Segment Start: TEXT SECTION

An extremely lethal virus or other pathogen that acts on core cellular functions of all life.
Almost all living plants and animals have a core of basic genes that encode the basic cellular structure and biochemistry common to all life in Earth (i.e. they all share a last universal common ancestor).
For example, humans share 60% of their genes with bananas, fruit flies and chickens, respectively.
This last universal common ancestor and the shared ancestry that flows from it is one of the vulnerabilities of life on Earth to catastrophic failure.
If a lethal pathogen evolves naturally that implicates this shared ancestry and perhaps also had a long latency period to make its effects pass unnoticed until it is too late, every species could be put more or less equally at risk. The evolution of a pathogen fitting these criteria could have an impact as profound as the singular event in which life arose on Earth that spawned that last universal common ancestor, a once in a multi-billion year phenomena that nonetheless happened at some point purely through random chance.
This would be basically a Grey Goo scenario, modified to reflect that fact that mutations to resist it would eventually materialize.
A pathogen that targets the basic core of the genetic foundation of almost all life would affect almost all species of plants and animals on Earth and in the sea almost equally if a suitable transmission method were found.

Segment End: TEXT SECTION
Segment Start: STORED DATA

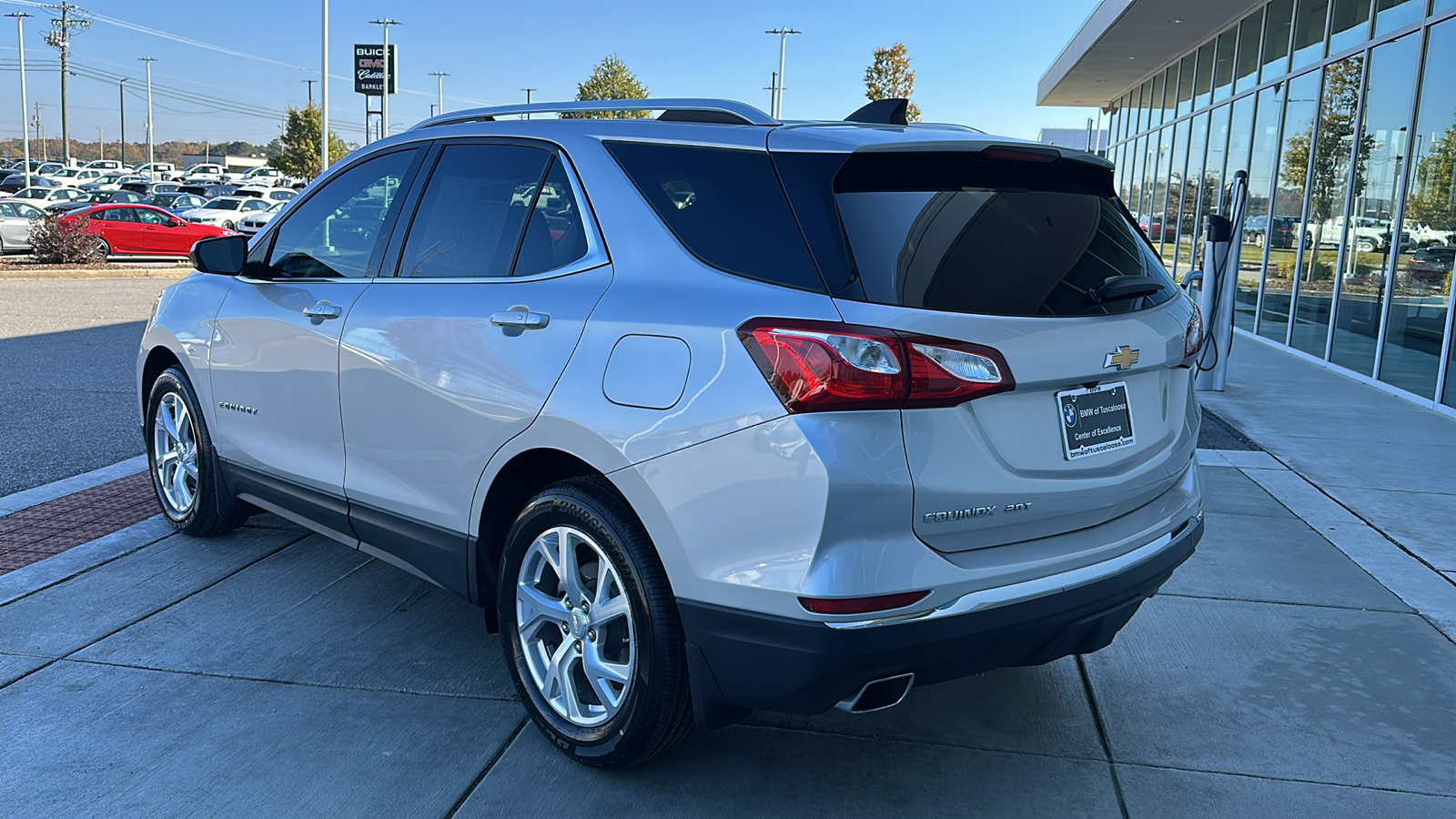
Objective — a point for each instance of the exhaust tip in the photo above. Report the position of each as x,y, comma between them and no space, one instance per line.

Segment End: STORED DATA

WORK ORDER 1:
Answer these questions from the text about a universal pathogen:
(a) What percentage of their genes do humans share with bananas, fruit flies and chickens?
(b) What kind of scenario would such a pathogen basically amount to?
(c) What feature could let the pathogen's effects pass unnoticed until it is too late?
WORK ORDER 2:
Please copy out the text about a universal pathogen between "Almost all living" and "universal common ancestor).", inclusive.

TASK RESULT 1:
(a) 60%
(b) A Grey Goo scenario, modified to reflect that mutations to resist it would eventually materialize
(c) A long latency period

TASK RESULT 2:
Almost all living plants and animals have a core of basic genes that encode the basic cellular structure and biochemistry common to all life in Earth (i.e. they all share a last universal common ancestor).